Write out these rows again, swapping every "thickest" for "widest" and keeping everything else the same.

┏━━

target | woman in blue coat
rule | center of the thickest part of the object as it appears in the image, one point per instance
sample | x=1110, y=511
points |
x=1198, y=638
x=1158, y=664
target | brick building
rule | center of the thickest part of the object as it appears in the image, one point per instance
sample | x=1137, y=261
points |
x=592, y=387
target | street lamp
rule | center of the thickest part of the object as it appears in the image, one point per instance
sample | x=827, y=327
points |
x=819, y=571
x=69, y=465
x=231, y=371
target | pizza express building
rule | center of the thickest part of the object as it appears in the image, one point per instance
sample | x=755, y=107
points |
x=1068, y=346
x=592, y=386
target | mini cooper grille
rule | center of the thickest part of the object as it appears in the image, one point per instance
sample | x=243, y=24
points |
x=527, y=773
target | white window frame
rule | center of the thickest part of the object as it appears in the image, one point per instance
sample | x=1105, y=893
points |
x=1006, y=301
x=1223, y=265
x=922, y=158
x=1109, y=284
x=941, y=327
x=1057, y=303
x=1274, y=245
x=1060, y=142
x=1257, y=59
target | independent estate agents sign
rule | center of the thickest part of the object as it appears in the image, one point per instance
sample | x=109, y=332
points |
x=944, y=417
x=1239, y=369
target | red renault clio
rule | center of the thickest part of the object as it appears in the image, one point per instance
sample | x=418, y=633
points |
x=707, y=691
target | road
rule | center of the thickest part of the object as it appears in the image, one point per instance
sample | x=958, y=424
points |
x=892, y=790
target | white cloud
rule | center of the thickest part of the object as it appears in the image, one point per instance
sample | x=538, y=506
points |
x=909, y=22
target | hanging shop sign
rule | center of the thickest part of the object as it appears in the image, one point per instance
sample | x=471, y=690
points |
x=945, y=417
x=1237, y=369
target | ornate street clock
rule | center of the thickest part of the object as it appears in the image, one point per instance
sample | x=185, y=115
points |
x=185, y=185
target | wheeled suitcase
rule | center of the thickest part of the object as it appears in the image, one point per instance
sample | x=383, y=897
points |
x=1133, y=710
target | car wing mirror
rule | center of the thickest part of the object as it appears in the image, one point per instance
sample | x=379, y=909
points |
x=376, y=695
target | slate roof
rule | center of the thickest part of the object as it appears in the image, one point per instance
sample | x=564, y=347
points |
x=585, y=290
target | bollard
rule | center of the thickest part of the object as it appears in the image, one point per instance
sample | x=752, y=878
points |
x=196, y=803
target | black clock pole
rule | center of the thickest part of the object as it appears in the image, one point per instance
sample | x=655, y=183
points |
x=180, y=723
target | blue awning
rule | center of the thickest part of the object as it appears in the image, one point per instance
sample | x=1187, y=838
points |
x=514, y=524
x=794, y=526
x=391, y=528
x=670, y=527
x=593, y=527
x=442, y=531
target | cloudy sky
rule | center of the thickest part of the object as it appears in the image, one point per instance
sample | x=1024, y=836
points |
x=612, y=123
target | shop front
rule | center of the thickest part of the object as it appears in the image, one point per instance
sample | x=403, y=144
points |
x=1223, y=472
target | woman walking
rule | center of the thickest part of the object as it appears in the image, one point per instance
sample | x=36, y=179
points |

┗━━

SOLUTION FOR THIS EXERCISE
target | woman in blue coat
rule | center of the widest part of the object as it appears in the image, one point per instance
sample | x=1110, y=511
points |
x=1198, y=638
x=1158, y=664
target | brick building
rule | center of the widest part of the object as it appears in the image, one point per instance
sample | x=1137, y=261
points |
x=592, y=387
target | street lamp
rule | center of the widest part of the object as it appears in the image, one point per instance
sample | x=827, y=327
points |
x=819, y=571
x=69, y=465
x=231, y=371
target | pizza express building
rule | center of the widest part of the object as it appears in the image, one point per instance
sample | x=755, y=107
points |
x=1068, y=346
x=592, y=386
target | mini cooper grille
rule | center of the widest part of the object as it appears in the image, one point per instance
sample | x=243, y=24
points |
x=527, y=773
target | white window frame
rule | center of the widest part of the object as it appears in the image, one point per instance
sample | x=1105, y=893
points |
x=1006, y=301
x=1223, y=265
x=922, y=158
x=1109, y=284
x=941, y=327
x=1057, y=303
x=1274, y=245
x=1060, y=142
x=1257, y=59
target | independent estate agents sign
rule | center of the widest part of the object as it appears in the image, one point per instance
sample | x=109, y=332
points |
x=944, y=417
x=1239, y=369
target | red renault clio
rule | center of the widest part of the object as it appears in the image, one point per instance
sample | x=418, y=633
points |
x=707, y=691
target | road
rule | center of the widest part of the object as it appears in the image, one point per instance
sample | x=958, y=424
points |
x=892, y=790
target | white cloud
rule | center of the widest part of the object as it appears in the image, one point per instance
sample | x=538, y=506
points |
x=909, y=22
target | hanging shop sign
rule | center of the widest part of the object as it appears in the image, one point per instance
sample | x=471, y=690
points |
x=945, y=417
x=1237, y=369
target | ornate street clock
rule | center of the widest part of the object as it appears in the image, one point per instance
sample | x=185, y=115
points |
x=185, y=185
target | wheeled suitcase
rule | center of the widest part of the object as it appears in the image, one point per instance
sample | x=383, y=897
points |
x=1133, y=710
target | car wing mirror
rule | center of the widest part of the object as it appears in the image, one point per instance
sample | x=379, y=909
points |
x=376, y=695
target | slate roof
rule | center of the widest part of the object as it appears in the image, one point per instance
sample | x=564, y=347
points |
x=585, y=290
target | bollard
rule | center of the widest part of the object as it appears in the image, one point per instance
sample | x=752, y=878
points |
x=196, y=803
target | black clock pole
rule | center of the widest part of the object as it appears in the image, one point per instance
sample | x=655, y=183
points |
x=180, y=723
target | blue awning
rule | center of the widest part of the object as it appears in the image, one point per instance
sample | x=1187, y=838
points |
x=514, y=524
x=794, y=526
x=391, y=528
x=670, y=527
x=593, y=527
x=442, y=531
target | cloudy sky
rule | center of the widest part of the object as it appears in the image, one point per instance
sample | x=1024, y=836
points |
x=612, y=123
target | shop front
rule | center of the widest part of the object as it appears in the image, one point per instance
sample | x=403, y=144
points |
x=1223, y=472
target | woman walking
rule | center of the widest part of the object as it appears in the image, one point per instance
sample | x=36, y=179
points |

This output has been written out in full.